Action item -
Please answer these from the letter extracts below:
(a) Whose book is the writer looking into in the first extract?
(b) What has the writer lately tried, according to the August 12 entry?
(c) Where did the writer go "yesterday," according to the August 16 entry?

Page extract: Begin

The weather indeed is not benign; but how low is he sunk whose strength depends upon the weather[1093]! I am now looking into Floyer[1094] who lived with his asthma to almost his ninetieth year. His book by want of order is obscure, and his asthma, I think, not of the same kind with mine. Something however I may perhaps learn. My appetite still continues keen enough; and what I consider as a symptom of radical health, I have a voracious delight in raw summer fruit, of which I was less eager a few years ago[1095]. You will be pleased to communicate this account to Dr. Heberden, and if any thing is to be done, let me have your joint opinion. Now--abite curoe;--let me enquire after the Club[1096].'
July 31. 'Not recollecting that Dr. Heberden might be at Windsor, I thought your letter long in coming. But, you know, nocitura petuntur[1097], the letter which I so much desired, tells me that I have lost one of my best and tenderest friends[1098]. My comfort is, that he appeared to live like a man that had always before his eyes the fragility of our present existence, and was therefore, I hope, not unprepared to meet his judge. Your attention, dear Sir, and that of Dr. Heberden, to my health, is extremely kind. I am loth to think that I grow worse; and cannot fairly prove even to my own partiality, that I grow much better.'
August 5. 'I return you thanks, dear Sir, for your unwearied attention, both medicinal and friendly, and hope to prove the effect of your care by living to acknowledge it.'
August 12[1099]. 'Pray be so kind as to have me in your thoughts, and mention my case to others as you have opportunity. I seem to myself neither to gain nor lose strength. I have lately tried milk, but have yet found no advantage, and am afraid of it merely as a liquid. My appetite is still good, which I know is dear Dr. Heberden's criterion of the vis vitoe. As we cannot now see each other, do not omit to write, for you cannot think with what warmth of expectation I reckon the hours of a post-day.'
August 14. 'I have hitherto sent you only melancholy letters, you will be glad to hear some better account. Yesterday the asthma remitted, perceptibly remitted, and I moved with more ease than I have enjoyed for many weeks. May GOD continue his mercy. This account I would not delay, because I am not a lover of complaints, or complainers, and yet I have since we parted uttered nothing till now but terrour and sorrow. Write to me, dear Sir.'
August 16. 'Better I hope, and better. My respiration gets more and more ease and liberty. I went to church yesterday, after a very liberal dinner, without any inconvenience; it is indeed no long walk, but I never walked it without difficulty, since I came, before.--the intention was only to overpower the seeming vis inertioe of the pectoral and pulmonary muscles. I am favoured with a degree of ease that very much delights me, and do not despair of another race upon the stairs of the Academy[1100]. If I were, however, of a humour to see, or to shew the state of my body, on the dark side, I might say,
"Quid te exempta juvat spinis de pluribus una[1101]?"

Page extract: End
Records supplied: Begin

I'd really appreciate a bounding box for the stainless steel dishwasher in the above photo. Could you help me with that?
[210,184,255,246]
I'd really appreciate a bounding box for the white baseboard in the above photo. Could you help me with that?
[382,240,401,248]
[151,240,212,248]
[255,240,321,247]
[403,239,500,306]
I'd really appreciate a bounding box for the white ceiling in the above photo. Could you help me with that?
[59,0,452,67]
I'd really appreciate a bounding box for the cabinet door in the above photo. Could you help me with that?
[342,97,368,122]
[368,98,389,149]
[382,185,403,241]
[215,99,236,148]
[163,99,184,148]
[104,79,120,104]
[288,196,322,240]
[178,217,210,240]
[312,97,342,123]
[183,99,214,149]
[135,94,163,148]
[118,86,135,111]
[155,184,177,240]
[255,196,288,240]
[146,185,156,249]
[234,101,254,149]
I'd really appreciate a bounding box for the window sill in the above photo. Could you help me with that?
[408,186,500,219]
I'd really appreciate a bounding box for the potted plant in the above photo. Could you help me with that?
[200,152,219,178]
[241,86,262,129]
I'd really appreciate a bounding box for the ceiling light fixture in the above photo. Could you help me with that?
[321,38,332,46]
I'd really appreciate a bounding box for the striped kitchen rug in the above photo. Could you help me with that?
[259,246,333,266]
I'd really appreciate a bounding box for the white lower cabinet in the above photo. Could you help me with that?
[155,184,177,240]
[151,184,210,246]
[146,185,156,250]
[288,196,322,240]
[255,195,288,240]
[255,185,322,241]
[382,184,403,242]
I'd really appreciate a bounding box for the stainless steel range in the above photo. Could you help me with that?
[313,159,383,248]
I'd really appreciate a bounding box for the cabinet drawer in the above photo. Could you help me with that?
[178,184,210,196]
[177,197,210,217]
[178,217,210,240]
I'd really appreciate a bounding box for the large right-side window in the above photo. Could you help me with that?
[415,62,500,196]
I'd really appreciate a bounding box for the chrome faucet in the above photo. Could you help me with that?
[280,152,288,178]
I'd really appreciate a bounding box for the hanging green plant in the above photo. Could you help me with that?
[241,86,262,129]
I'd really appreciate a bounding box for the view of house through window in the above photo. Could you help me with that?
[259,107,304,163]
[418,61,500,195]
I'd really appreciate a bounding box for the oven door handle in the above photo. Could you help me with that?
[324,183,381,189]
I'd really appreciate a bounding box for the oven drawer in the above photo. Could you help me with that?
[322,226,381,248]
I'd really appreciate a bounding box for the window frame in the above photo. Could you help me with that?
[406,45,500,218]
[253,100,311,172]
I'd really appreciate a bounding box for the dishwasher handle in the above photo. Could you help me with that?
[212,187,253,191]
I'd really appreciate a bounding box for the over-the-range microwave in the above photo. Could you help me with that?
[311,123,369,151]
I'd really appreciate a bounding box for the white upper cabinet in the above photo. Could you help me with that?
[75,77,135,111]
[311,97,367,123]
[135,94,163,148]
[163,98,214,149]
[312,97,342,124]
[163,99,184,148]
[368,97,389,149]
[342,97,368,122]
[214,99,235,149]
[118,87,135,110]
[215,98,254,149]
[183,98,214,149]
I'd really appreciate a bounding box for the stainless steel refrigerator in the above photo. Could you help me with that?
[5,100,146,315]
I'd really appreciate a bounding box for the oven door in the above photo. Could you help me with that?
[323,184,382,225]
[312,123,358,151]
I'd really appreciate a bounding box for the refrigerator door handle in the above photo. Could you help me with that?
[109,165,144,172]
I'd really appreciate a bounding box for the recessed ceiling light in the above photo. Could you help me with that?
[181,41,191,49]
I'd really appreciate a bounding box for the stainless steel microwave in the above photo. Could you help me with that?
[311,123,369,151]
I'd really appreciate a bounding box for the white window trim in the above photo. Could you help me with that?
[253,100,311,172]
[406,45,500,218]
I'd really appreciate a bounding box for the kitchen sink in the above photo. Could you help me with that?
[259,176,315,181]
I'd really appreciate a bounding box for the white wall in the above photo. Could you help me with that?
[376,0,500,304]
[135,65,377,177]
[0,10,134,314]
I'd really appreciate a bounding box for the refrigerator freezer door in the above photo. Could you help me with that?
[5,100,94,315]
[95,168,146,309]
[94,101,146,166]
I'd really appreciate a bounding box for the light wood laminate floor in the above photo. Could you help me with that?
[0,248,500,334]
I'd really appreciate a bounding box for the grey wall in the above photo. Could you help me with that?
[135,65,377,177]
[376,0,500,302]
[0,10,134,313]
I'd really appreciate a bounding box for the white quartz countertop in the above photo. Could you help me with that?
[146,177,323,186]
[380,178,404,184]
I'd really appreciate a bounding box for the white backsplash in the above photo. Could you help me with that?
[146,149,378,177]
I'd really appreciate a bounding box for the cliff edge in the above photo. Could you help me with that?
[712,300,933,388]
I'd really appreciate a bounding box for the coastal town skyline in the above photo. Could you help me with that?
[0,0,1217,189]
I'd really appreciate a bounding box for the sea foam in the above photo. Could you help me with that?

Records supplied: End

Expected answer -
(a) Floyer's
(b) Milk
(c) To church